Using the records underneath, tally the lines where the word "sideline" appears and please give only the count.

====== Task material ======

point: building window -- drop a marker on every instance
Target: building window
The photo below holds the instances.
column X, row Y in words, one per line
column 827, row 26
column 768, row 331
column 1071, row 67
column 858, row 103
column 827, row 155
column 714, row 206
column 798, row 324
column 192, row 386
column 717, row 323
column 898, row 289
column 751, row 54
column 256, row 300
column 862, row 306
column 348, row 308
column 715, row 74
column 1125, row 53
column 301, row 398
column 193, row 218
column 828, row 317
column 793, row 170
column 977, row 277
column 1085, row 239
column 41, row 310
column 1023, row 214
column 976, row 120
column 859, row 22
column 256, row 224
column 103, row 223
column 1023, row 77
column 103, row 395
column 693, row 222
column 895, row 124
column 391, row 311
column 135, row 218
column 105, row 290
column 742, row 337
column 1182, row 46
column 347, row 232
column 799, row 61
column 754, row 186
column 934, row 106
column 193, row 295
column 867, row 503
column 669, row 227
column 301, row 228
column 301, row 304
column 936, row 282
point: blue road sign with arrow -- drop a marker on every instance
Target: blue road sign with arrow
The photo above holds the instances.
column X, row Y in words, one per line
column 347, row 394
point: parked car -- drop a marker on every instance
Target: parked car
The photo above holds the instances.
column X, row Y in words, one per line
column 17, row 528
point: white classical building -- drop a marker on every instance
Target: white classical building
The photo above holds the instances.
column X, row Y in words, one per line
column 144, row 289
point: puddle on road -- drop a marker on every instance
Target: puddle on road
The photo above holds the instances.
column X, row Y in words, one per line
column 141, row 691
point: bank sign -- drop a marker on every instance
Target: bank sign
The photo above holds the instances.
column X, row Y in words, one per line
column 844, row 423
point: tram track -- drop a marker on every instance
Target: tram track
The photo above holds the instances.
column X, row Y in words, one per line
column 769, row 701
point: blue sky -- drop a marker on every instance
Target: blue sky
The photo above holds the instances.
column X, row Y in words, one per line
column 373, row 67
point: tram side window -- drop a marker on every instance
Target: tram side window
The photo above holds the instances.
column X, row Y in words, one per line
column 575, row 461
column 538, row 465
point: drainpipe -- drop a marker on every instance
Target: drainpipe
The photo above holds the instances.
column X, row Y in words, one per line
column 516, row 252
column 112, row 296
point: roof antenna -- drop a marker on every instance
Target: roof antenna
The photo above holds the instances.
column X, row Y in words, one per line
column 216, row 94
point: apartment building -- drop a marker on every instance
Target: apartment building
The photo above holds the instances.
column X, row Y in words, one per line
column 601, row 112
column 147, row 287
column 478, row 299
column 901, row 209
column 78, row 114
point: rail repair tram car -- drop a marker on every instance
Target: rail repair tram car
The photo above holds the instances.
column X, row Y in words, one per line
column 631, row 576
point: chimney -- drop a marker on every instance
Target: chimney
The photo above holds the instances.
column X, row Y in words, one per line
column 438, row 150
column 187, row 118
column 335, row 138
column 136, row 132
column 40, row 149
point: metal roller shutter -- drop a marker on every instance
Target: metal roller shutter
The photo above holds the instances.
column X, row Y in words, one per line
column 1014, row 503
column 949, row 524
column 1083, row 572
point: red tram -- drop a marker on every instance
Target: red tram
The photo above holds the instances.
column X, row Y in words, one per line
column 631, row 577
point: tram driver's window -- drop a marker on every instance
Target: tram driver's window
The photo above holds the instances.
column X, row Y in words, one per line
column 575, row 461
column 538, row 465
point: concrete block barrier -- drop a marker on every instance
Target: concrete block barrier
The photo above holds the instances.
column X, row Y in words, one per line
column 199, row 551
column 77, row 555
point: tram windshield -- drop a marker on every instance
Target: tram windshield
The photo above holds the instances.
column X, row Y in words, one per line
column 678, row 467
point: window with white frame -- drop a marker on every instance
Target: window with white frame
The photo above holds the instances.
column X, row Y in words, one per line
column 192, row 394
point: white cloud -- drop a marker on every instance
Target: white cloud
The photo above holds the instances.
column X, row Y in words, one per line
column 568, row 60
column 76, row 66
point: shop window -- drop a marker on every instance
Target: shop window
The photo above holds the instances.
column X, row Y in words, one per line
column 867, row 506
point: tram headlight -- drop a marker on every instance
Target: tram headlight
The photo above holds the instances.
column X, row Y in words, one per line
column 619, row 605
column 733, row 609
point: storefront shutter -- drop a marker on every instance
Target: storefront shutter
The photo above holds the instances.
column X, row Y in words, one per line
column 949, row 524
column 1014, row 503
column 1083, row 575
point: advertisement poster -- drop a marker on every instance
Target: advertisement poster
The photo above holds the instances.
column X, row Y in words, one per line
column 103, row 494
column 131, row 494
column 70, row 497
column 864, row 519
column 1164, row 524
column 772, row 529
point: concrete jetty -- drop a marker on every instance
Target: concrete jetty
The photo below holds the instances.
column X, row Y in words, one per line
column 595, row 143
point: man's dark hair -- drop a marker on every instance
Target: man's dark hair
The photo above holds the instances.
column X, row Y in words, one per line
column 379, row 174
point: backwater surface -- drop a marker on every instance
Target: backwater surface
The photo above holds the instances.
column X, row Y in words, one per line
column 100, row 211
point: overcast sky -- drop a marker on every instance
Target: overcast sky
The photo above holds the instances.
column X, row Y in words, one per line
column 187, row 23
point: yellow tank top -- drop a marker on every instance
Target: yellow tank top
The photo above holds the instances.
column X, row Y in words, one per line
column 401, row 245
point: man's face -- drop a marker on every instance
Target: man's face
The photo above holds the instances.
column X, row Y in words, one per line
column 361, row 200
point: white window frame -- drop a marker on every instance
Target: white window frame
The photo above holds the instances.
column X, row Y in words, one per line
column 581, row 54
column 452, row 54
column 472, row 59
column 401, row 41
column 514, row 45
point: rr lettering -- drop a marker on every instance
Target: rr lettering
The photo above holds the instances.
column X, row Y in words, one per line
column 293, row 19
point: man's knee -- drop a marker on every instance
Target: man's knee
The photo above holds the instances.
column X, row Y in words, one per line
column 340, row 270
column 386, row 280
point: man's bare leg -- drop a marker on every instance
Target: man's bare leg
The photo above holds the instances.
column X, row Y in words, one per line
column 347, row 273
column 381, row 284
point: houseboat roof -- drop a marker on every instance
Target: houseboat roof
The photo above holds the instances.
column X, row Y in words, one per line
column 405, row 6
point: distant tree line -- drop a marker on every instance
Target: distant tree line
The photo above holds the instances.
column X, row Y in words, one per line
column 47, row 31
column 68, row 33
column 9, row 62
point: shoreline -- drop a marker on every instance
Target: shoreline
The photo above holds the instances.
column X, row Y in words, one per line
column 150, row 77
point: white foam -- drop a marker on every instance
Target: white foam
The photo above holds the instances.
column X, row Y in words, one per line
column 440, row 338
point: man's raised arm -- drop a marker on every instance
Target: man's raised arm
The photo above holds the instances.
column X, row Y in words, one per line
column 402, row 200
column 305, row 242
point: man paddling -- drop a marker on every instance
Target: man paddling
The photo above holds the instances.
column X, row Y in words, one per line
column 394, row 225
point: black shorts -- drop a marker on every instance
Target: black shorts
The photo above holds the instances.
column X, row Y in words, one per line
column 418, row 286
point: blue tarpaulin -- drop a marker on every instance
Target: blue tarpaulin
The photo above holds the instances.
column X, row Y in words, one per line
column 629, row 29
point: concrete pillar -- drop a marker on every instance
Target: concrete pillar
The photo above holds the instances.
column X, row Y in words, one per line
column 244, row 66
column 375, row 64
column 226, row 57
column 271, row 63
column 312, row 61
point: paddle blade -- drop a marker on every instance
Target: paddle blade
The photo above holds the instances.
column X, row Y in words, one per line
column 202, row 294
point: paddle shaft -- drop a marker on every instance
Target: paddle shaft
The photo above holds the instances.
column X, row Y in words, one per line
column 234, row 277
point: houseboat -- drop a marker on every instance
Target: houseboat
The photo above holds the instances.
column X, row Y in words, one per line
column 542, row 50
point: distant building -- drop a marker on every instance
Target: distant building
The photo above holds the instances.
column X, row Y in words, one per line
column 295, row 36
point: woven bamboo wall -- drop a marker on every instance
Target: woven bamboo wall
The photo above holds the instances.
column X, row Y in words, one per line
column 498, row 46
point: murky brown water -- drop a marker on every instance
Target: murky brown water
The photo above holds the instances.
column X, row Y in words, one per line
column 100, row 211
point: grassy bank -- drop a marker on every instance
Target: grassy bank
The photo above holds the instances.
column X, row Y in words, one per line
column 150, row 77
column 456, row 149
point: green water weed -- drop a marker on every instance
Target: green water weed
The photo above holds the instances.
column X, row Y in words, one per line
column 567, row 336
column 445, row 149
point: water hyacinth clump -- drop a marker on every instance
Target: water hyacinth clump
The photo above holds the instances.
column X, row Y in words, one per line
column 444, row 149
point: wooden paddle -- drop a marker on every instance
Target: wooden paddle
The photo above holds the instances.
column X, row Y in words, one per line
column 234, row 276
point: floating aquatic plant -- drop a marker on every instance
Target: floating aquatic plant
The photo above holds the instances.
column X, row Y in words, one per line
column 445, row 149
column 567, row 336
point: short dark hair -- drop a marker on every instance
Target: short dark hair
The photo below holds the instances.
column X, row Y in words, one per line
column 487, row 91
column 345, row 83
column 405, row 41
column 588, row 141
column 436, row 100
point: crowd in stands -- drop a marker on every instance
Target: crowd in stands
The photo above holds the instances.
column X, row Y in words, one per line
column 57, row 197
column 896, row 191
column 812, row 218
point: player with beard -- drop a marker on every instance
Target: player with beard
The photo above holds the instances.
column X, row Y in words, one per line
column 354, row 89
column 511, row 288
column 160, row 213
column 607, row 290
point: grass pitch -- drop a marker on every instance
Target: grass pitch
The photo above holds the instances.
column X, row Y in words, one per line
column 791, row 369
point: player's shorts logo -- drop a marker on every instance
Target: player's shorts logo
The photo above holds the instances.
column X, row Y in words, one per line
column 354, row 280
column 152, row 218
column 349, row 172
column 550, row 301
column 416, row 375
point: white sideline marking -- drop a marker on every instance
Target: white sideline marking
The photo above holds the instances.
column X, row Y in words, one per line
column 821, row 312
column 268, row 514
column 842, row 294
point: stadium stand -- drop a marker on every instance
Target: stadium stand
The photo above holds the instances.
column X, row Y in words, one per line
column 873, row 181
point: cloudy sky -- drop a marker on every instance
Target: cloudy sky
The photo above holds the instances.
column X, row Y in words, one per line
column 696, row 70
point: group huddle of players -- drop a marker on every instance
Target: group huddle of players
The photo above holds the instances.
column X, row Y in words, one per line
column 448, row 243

======

Answer space - 2